** START SOURCE EXCERPT **

The AppleTV proposal would not keep them competitive revenue-wise in the current landscape compared to even the lower Big XII and ACC payouts.
Even with the College Football Playoff expansion, you have to assume the Big Ten and SEC will command at least half of those spots annually. With six spots left, you could see a Notre Dame consume a spot, the Group of 5 consume a spot, and with four spots left the Pac-12 would get a spot but for programs like Utah, Oregon, and Washington that raises a margin of error where potentially a really good one or two loss team wouldn’t make it. Being a part of the Big Ten controls their football destinies, if they win they are in.
The other aspect that is getting lost in the football mayhem is the impact on the other sports. For Oregon and Washington, their proud athletic programs are secure and their athletes will get to compete in one of the best conferences from top to bottom, although with much more travel to games.

#2 Big Ten locks down the Pacific Coast
Many industry insiders have explained the strategy in the conference expansion is gaining new territories and states for linear media network deals.
The reason the Big Ten’s number was so great was the addition of California, especially the Los Angeles market, coupled with their occupation of the key cities in the “BosWash” megalopolis (Boston, NYC, Philadelphia, Baltimore, and Washington DC), networks were willing to pay.
Now that the Big Ten adds Oregon and Washington, they completely occupy the Pacific Rim and while the Big XII may have interest in the remaining Pac-12 refugees, there isn’t a threat from the SEC to go west and poach anything in that territory, or a brand big enough to make a difference.
CBS, Fox, and NBC just added two prime assets to their inventory, giving those networks more opportunities to put on high-profile games and potentially creating a “Big Ten After Dark.” slot.
Conversely, if they add “Big Ten After Dark,” who will be the subjects for those games? Illinois? Rutgers? Maryland? Iowa? The travel will become extremely difficult to manage. The conference now spreads coast to coast from Seattle to New Jersey with challenging scheduling in between.
The Big Ten, at its leisure, can now sit and wait and see how things shake out for Florida State and the rest of the ACC and lock up the teams it wants first versus getting to 20 or 22 right now.

#3 SEC’s next move?
The difference in the dynamic between Kevin Warren and Tony Petitti is how they approach Greg Sankey and the SEC.
Warren, according to Paul Finebaum on The Dan Patrick Show, kept a lukewarm, cordial relationship with Sankey and rarely if ever reached out.

** END SOURCE EXCERPT **
** START SUPPLIED MATERIAL **

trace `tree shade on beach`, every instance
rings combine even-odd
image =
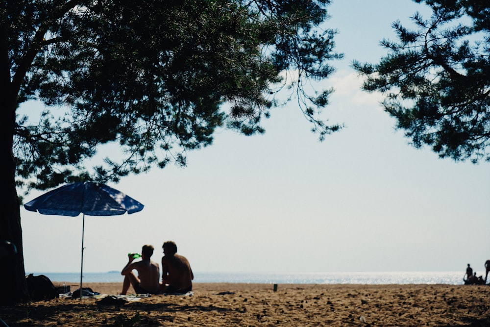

** END SUPPLIED MATERIAL **

- SET OF TASKS -
• a. List the cities that the Big Ten expansion excerpt names as the key cities of the "BosWash" megalopolis.
• b. Pick up the Big Ten expansion excerpt after its final sentence and carry it forward.

- OUTPUTS -
• a. Boston, NYC, Philadelphia, Baltimore, Washington DC

• b.
Petitti has kept an open line with Sankey, and while the two are fierce competitors, they are also the most powerful men in all of college sports.
The Big Ten’s vision seems to be a coast-to-coast conference; the SEC from which Sankey has said intends to keep it very regional.
Finebaum was one of many insiders who said the only two assets the SEC is looking to take on right now would be Notre Dame and North Carolina.
Sankey also said during SEC Media Days that the onboarding of two programs like Texas and Oklahoma is a massive undertaking.
Both assets that Finebaum alluded to would add new territory, but one that will be interesting to watch is Florida State.
“I don’t think it’s good for our league for them to be out there barking like that, I’d rather see them be a good member of the league, support the league and if they have to make a decision, then so be it. Pay for the exit fee, wait for your grant of rights that you’ve given and then in 2036, when those rights return to you, do whatever you want.”
Florida State fits perfectly within the SEC geographic footprint and their viewership will only help raise the league’s value.
The question is ESPN willing to help one of its partners in the SEC facilitate this at the expense of another one of its partners in the ACC?
I doubt ESPN wants to touch this, but if Florida State has negative feelings for ESPN due to their lack of support, this could turn into a big win for the Big Ten and FOX/NBC/CBS to land the Seminoles.
If the Seminoles break free, Clemson will certainly follow, but then it will be a bitter battle between the Big Ten, SEC, and even ACC to keep members like Duke, North Carolina, Virginia, and Virginia Tech because neither conference has those states in their portfolios and at other attractive assets like elite basketball programs.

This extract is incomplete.